### Supplied material
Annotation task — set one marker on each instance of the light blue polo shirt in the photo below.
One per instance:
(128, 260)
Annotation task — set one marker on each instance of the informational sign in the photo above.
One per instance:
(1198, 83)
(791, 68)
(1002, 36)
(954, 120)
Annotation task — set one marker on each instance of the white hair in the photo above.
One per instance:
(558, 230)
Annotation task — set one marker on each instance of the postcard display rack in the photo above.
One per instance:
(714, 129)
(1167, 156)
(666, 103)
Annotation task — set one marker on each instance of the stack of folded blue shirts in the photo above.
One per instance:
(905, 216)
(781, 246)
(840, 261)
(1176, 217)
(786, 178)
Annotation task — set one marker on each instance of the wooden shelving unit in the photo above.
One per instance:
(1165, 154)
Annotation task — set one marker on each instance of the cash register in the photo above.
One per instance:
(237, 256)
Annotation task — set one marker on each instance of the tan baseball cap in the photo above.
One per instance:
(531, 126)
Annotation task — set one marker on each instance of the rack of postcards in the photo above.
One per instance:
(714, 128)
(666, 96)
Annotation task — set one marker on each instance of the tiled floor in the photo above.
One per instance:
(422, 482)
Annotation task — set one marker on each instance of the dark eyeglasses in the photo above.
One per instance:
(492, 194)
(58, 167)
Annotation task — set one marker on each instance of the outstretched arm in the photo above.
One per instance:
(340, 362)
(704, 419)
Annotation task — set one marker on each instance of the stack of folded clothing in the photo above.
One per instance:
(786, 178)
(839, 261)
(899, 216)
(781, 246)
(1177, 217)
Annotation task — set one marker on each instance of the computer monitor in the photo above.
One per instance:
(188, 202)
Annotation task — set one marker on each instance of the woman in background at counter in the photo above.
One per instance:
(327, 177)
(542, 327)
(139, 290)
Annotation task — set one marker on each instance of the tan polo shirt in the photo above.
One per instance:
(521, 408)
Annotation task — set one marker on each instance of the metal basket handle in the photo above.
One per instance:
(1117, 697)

### What the exercise asks
Repeat the entries exactly as they appear.

### The answer
Annotation task — set one marker on each instance of the light blue polo shirt in the photo below.
One per instance:
(128, 260)
Annotation task — set one marker on each instance of the informational sign in the photo above.
One per instance:
(1198, 83)
(791, 68)
(1002, 36)
(954, 120)
Annotation task — set one marker on each instance of the white hair in the photo above.
One per instance:
(558, 230)
Annotation task — set one marker on each instance of the postcard display rack in the photo above.
One per instance:
(714, 129)
(1167, 156)
(666, 103)
Annotation task — set one marker on each instance of the stack of folded blue shirts in the photo above.
One per instance:
(905, 216)
(781, 246)
(840, 261)
(1176, 217)
(786, 178)
Annotation task — set one marker on each instance of the wooden shelving unit in the photo above.
One per instance:
(1165, 154)
Annotation task — set one marker on each instance of the cash register in the photo above.
One per instance:
(237, 256)
Annotation task — set one marker on each instance of the tan baseball cap in the photo above.
One per instance:
(531, 126)
Annotation task — set one marker on each instance of the rack of postcards in the photo above.
One per instance:
(714, 128)
(666, 96)
Annotation task — set one marker on each instance of the tiled floor in the photo above.
One per instance:
(422, 482)
Annotation task — set one marker on each instance of the dark eyeglasses in the photo above.
One per instance:
(492, 194)
(58, 167)
Annotation task — set one marker on each instance of the outstretched arm in the photo above.
One per instance:
(340, 362)
(704, 419)
Annotation task — set one marker on each instance of the stack of folded clothing in the photo above.
One per instance:
(786, 178)
(839, 261)
(899, 216)
(781, 246)
(1177, 217)
Annotation task — set one marker on each instance of the computer monitor in the photo above.
One per instance:
(188, 202)
Annotation task — set one marker on each instance of the woman in background at counter in the photo above.
One per instance:
(327, 177)
(542, 327)
(139, 290)
Annotation task — set one marker on each instance of the tan polo shirt in the photo above.
One per instance:
(521, 408)
Annotation task — set one marker on each instance of the metal basket handle in the photo above.
One per instance:
(1117, 697)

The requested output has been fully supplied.